What to do — Please swap "gravel ground" for "sandy ground" throughout the listing below and write out every line again with nothing else changed. Leave the pictures out of your version.

The data —
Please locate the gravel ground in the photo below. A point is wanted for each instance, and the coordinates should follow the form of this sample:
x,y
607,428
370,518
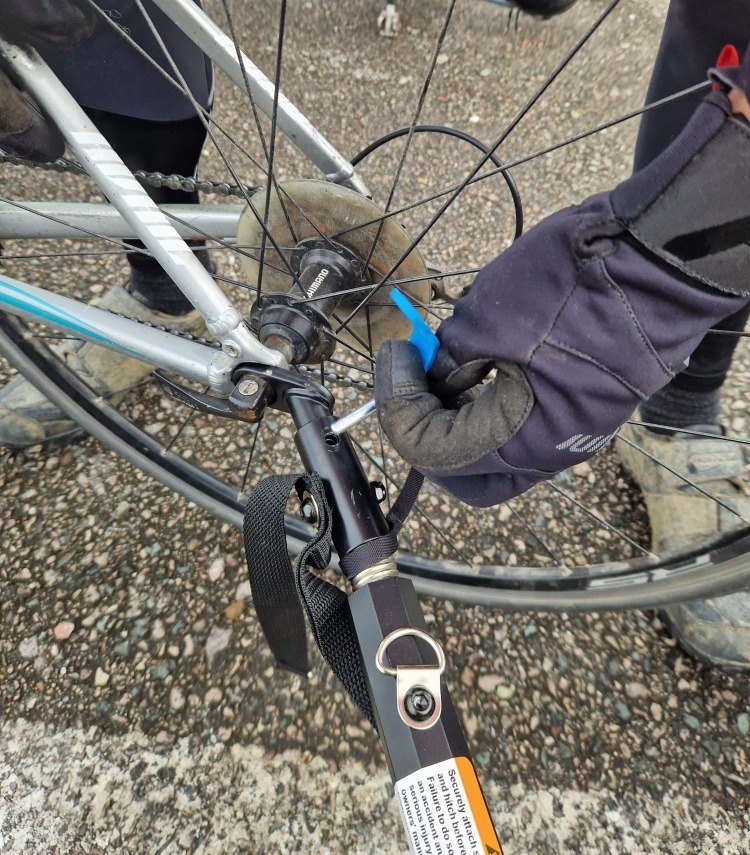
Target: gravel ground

The answer —
Please locate the sandy ground in the photo below. A point is wanted for each instance, and the coordinates should follow the form of this sample:
x,y
607,428
370,518
Target: sandy ground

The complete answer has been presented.